= Ausgewählter Auszug =
- - - - -

Überraschung bei Lajos Tihanyis 1921 entstandenem Stadt-Brückenbild "Am Ufer", für das sich auch Österreicher interessierten: Auf 5000 bis 7000 Euro geschätzt, kam das Werk auf 128.000 Euro.

Foto: Katalog
Frühjahrsauktion im hauptsächlich auf expressionistische Kunst fokussierten Auktionshaus Villa Grisebach Berlin: Sie brachte interessante Ergebnisse trotz Dollarschwäche und Wirtschaftsflaute. Manche Außenseiter hatten gutes Spiel, die Fotografie sowieso.


Auch in Krisenzeiten von Wirtschaftsflaute und Dollarverfall sind interessante Auktionen mit gutem Ergebnis möglich. Bernd Schultz und Micaela Kapitzky, Geschäftsführer der Berliner Villa Grisebach Auktionen GmbH sind angesichts des "schwierigen wirtschaftlichen Umfelds mit dem Gesamtergebnis von 8,4 Mio. Euro (inklusive Aufgeld) sehr zufrieden".

- - - - -

= Aufgeführte Einträge =
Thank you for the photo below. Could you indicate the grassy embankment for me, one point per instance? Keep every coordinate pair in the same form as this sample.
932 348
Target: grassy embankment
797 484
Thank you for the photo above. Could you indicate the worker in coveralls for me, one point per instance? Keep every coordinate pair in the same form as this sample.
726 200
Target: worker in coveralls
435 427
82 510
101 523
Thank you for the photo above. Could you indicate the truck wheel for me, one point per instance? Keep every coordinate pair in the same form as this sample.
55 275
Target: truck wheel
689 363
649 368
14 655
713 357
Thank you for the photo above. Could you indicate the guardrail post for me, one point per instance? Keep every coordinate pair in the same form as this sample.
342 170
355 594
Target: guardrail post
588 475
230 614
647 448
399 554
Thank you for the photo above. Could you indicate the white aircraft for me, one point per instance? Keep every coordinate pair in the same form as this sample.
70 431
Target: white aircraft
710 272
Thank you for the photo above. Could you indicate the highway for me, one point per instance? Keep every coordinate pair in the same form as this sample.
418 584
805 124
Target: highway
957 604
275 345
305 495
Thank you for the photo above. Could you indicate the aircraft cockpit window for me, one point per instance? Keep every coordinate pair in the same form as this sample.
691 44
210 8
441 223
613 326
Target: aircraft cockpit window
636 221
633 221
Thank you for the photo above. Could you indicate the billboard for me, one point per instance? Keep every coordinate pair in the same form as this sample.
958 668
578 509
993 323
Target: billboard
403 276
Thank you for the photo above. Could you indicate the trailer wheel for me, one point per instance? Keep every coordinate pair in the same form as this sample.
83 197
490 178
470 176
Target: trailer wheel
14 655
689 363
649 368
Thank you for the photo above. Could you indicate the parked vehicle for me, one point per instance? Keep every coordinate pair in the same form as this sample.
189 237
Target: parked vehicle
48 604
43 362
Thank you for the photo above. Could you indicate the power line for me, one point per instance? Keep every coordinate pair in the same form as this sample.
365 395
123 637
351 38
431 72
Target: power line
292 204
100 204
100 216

- - - - -

= Ihre Aufgaben =
**a)** Geben Sie den Abschnitt des Auktionsberichts von "Foto: Katalog" bis "die Fotografie sowieso." wortgetreu wieder.
**b)** Mit welchem Gesamtergebnis zeigten sich die Geschäftsführer der Villa Grisebach laut Auktionsbericht sehr zufrieden?

= Ergebnisse der Aufgaben =
**a)**
Foto: Katalog
Frühjahrsauktion im hauptsächlich auf expressionistische Kunst fokussierten Auktionshaus Villa Grisebach Berlin: Sie brachte interessante Ergebnisse trotz Dollarschwäche und Wirtschaftsflaute. Manche Außenseiter hatten gutes Spiel, die Fotografie sowieso.

**b)** Mit 8,4 Mio. Euro (inklusive Aufgeld).